◆ **What is asked**: List every line in the entries below that contains the word "boxing".

──────── Input material ────────

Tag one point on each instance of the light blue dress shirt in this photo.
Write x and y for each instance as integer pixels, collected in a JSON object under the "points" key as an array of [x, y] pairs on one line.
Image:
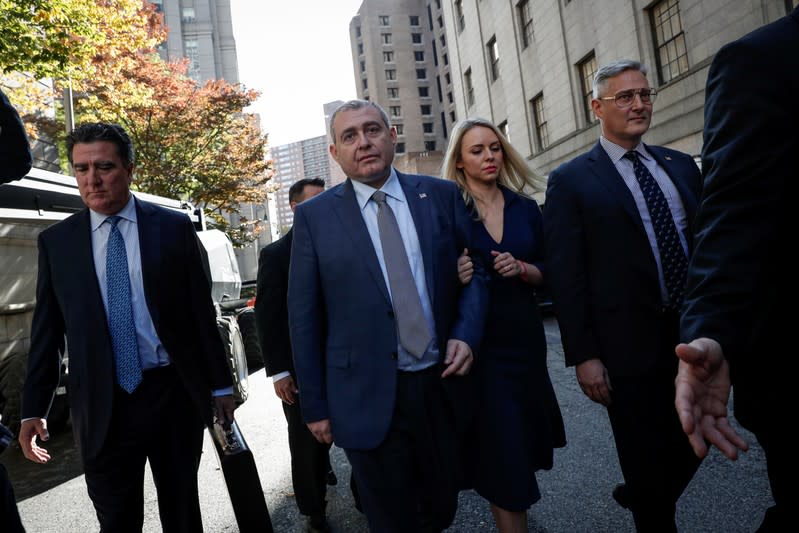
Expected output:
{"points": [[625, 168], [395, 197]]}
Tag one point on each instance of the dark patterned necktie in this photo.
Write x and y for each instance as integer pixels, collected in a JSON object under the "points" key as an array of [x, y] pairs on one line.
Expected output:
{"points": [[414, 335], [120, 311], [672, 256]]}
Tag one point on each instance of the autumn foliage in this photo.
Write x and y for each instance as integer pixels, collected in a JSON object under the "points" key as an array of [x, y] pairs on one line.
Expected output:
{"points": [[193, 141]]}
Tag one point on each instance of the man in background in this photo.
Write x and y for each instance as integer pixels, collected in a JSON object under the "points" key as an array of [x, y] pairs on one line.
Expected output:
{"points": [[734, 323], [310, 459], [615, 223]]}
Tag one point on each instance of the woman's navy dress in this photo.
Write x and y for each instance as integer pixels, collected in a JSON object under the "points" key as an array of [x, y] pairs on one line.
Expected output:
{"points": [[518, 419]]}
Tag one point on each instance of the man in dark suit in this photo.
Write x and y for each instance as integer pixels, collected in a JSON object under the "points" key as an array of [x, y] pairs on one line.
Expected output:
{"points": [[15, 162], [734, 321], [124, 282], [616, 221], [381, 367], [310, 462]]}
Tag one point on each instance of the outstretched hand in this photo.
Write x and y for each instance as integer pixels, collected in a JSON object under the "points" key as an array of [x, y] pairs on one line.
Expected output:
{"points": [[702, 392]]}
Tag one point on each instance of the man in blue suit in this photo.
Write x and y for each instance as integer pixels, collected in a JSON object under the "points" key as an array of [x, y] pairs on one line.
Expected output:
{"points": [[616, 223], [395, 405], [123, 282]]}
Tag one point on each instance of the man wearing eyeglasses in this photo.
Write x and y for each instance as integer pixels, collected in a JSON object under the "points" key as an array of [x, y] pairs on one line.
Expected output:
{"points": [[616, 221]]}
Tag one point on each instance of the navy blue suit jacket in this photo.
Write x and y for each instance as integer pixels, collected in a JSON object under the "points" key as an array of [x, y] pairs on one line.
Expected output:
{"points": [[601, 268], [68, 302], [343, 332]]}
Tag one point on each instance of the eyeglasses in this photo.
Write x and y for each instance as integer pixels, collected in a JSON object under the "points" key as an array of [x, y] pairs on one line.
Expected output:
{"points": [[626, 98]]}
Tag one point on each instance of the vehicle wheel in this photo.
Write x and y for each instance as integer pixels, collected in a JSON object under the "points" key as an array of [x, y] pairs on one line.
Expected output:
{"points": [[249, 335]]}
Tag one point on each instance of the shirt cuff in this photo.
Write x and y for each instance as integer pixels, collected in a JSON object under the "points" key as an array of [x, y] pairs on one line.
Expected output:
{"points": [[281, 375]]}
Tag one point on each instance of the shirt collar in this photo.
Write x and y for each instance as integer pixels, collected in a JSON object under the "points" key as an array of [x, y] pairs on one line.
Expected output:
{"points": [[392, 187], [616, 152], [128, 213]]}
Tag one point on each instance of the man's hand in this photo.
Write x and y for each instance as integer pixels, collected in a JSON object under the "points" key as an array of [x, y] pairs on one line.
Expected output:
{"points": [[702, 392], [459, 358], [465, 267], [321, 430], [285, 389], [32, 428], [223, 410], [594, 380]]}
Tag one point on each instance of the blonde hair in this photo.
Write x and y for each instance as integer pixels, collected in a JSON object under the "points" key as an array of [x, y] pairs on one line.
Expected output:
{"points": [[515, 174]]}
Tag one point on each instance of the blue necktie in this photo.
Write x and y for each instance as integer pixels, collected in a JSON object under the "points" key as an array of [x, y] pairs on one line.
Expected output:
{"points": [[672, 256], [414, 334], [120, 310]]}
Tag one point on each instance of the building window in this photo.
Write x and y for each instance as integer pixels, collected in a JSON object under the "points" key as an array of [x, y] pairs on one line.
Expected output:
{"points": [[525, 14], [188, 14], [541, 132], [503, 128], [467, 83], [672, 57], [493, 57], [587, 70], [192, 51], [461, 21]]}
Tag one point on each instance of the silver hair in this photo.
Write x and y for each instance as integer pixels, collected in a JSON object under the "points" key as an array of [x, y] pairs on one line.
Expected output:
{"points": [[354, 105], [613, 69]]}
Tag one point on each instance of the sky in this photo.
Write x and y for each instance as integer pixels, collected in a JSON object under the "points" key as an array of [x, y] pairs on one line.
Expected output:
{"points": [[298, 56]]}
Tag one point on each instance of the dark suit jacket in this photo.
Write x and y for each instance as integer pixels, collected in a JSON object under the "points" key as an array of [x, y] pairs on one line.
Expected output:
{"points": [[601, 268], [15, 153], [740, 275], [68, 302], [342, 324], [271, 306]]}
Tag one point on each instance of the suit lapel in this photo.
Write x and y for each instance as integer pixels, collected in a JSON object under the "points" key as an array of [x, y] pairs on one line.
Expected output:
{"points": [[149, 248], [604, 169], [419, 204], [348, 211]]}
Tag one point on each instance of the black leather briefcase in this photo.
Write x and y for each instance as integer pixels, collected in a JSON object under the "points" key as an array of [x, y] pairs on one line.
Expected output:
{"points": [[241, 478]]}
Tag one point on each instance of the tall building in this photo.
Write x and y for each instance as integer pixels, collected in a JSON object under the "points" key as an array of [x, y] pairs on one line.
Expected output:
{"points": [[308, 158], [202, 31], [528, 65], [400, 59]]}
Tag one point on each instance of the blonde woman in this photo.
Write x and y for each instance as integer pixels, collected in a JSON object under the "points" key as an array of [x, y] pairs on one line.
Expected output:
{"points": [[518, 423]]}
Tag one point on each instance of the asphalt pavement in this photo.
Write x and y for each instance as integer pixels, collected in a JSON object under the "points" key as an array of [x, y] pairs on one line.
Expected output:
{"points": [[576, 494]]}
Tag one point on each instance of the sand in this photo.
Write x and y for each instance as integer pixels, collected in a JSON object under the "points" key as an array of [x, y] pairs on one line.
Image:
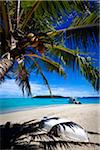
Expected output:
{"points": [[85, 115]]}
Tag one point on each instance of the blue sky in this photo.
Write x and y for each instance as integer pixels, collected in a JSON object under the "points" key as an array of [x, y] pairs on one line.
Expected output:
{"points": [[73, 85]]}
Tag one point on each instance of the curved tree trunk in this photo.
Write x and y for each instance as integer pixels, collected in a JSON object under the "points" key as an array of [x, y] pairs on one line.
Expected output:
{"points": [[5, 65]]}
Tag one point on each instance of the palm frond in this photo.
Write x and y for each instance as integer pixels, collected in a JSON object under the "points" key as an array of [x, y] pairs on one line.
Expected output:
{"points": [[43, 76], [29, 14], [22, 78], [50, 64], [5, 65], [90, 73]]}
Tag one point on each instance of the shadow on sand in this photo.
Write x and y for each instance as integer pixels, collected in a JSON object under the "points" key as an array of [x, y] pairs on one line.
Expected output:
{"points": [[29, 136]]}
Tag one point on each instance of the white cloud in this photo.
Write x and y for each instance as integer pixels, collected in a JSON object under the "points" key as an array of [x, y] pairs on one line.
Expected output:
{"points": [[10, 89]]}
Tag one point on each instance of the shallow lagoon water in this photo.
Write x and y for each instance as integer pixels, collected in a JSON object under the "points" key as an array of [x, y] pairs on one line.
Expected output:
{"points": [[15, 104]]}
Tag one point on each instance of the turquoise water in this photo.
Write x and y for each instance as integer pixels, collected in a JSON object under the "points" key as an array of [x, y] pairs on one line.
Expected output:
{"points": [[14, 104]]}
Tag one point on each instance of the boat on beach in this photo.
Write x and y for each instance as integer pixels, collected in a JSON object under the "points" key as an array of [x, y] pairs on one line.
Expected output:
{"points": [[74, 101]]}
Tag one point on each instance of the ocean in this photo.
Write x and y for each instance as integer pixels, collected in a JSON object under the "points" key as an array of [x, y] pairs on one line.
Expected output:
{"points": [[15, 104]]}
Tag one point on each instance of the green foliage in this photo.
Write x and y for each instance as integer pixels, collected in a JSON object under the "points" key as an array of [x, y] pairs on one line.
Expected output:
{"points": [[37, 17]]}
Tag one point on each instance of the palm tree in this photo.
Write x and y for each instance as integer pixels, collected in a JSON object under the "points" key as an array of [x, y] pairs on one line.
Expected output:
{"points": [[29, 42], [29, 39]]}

────────
──────── Input material ────────

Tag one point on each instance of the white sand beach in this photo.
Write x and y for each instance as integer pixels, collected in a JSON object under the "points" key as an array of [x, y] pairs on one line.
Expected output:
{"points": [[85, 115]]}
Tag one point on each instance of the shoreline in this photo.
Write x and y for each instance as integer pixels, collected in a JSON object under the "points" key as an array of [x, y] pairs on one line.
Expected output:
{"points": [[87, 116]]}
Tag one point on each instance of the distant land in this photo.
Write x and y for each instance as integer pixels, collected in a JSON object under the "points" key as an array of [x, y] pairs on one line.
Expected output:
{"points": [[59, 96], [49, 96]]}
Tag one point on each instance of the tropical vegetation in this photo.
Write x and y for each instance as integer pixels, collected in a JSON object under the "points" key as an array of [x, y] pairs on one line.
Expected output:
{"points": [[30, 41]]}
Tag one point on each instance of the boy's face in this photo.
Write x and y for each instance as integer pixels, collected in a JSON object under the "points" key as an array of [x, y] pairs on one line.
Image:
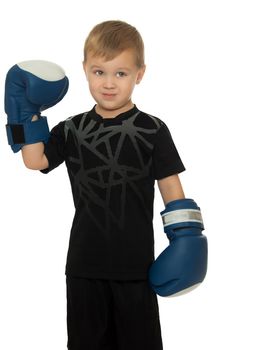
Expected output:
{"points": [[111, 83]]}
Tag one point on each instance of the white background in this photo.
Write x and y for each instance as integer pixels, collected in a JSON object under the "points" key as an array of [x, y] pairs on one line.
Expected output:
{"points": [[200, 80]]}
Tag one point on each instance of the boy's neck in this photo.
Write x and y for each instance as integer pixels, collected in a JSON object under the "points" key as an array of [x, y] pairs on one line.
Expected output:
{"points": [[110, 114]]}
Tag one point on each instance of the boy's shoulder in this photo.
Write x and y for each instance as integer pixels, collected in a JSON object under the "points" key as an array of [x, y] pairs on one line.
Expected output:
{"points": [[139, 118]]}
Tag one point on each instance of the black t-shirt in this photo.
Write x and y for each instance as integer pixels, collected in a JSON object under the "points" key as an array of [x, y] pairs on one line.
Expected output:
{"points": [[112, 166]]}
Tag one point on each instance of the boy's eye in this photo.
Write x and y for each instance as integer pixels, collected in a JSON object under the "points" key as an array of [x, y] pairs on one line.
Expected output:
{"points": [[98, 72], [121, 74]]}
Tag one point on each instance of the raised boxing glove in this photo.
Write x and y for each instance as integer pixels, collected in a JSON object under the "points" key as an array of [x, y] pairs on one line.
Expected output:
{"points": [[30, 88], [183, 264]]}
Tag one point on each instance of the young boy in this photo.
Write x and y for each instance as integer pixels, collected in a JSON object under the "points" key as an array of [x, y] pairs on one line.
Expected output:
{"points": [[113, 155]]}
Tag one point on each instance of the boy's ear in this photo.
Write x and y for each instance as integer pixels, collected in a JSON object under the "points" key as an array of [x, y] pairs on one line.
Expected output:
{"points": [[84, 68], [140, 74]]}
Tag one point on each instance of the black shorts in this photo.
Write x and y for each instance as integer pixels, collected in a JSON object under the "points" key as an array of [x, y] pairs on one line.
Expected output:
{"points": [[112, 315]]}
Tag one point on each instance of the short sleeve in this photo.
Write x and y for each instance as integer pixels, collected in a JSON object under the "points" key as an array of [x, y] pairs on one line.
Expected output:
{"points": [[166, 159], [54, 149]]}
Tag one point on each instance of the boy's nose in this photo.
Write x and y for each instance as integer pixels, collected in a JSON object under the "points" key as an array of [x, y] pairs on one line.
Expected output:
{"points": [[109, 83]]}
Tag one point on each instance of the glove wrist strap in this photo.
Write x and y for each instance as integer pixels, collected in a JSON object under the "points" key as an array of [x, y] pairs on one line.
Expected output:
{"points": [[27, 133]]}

────────
──────── Input material ────────

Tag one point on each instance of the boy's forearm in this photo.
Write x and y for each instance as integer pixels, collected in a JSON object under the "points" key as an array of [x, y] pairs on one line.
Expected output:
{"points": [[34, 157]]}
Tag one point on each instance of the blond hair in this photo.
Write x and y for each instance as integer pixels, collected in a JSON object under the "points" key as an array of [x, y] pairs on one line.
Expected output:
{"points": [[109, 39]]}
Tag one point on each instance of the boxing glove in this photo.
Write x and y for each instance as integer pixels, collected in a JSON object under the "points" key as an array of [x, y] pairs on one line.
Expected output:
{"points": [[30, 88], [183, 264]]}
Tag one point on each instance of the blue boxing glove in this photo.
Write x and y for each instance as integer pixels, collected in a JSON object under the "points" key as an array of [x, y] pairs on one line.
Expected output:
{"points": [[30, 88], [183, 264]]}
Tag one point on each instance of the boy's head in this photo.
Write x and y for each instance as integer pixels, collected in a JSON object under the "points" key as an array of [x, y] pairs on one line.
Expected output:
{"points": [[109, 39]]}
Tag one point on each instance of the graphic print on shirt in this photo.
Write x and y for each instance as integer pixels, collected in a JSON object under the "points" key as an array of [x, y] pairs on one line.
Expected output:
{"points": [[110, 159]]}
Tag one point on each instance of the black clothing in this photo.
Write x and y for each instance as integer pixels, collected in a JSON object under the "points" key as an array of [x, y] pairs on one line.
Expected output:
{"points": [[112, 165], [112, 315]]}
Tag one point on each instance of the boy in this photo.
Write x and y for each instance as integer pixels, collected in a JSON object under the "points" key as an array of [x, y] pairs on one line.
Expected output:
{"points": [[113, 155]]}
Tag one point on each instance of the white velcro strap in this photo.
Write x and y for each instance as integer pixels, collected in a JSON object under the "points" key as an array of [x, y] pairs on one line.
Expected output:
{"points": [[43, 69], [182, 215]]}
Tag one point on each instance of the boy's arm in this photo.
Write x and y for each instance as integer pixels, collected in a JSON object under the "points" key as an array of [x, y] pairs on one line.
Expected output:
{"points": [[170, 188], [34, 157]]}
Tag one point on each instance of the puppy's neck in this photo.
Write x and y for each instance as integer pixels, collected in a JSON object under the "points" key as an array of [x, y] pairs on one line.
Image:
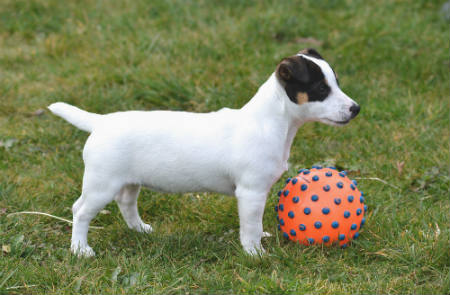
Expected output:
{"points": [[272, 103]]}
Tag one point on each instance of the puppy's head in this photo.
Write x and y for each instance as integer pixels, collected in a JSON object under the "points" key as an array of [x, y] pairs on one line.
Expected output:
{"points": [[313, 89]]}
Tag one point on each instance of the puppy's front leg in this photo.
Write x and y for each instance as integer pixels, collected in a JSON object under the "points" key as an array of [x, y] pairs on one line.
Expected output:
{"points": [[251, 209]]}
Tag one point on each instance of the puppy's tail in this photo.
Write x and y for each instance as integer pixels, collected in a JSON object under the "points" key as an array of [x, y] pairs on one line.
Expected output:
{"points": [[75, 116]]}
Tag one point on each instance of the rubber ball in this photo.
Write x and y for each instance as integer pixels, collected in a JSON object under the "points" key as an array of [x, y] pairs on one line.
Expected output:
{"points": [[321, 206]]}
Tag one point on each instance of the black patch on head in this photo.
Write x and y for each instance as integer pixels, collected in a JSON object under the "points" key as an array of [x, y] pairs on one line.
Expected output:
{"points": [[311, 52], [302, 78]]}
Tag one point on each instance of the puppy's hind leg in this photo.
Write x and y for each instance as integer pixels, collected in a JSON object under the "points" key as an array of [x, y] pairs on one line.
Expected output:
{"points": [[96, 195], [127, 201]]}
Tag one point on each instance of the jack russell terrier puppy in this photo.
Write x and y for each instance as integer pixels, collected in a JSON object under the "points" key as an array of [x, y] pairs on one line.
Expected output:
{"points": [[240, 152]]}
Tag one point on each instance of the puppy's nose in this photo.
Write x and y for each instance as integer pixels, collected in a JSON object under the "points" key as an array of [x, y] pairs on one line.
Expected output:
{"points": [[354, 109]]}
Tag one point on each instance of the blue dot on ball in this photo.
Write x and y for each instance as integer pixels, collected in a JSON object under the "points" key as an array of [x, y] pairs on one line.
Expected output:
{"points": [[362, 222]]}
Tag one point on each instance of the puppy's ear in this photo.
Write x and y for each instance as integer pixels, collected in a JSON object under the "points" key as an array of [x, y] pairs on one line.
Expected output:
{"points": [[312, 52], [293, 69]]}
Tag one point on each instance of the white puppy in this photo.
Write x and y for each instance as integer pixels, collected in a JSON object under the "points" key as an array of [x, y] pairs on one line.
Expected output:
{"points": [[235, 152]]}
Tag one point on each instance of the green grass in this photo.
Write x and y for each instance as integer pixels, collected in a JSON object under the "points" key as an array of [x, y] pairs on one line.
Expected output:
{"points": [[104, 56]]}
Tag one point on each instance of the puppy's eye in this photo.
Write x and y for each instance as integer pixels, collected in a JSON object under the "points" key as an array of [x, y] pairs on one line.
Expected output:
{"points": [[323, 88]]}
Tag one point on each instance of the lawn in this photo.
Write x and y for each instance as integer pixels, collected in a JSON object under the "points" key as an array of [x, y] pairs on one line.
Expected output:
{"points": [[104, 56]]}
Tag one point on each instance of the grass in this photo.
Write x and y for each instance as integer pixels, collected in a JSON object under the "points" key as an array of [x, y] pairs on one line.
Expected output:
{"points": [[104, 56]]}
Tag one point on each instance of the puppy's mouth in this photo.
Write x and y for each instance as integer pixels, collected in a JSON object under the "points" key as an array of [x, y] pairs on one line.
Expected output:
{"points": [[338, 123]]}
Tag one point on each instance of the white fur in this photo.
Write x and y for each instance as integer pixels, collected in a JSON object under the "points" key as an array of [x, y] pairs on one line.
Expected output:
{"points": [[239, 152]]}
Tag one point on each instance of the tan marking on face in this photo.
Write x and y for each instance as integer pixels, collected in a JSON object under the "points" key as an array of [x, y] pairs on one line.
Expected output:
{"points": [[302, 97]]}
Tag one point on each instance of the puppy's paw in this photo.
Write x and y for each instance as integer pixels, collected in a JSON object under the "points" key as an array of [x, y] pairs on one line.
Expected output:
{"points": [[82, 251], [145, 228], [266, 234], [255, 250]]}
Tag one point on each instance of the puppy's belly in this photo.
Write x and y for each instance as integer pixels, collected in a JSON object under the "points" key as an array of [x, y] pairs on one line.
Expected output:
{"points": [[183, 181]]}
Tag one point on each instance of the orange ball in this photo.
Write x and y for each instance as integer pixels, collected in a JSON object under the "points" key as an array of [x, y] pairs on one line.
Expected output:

────────

◆ **Result of the exercise**:
Tag one point on each instance of the raised boxing glove in this photo.
Tag one point on each instance of the boxing glove in this photo.
Tag one point on each instance of the blue boxing glove in this photo.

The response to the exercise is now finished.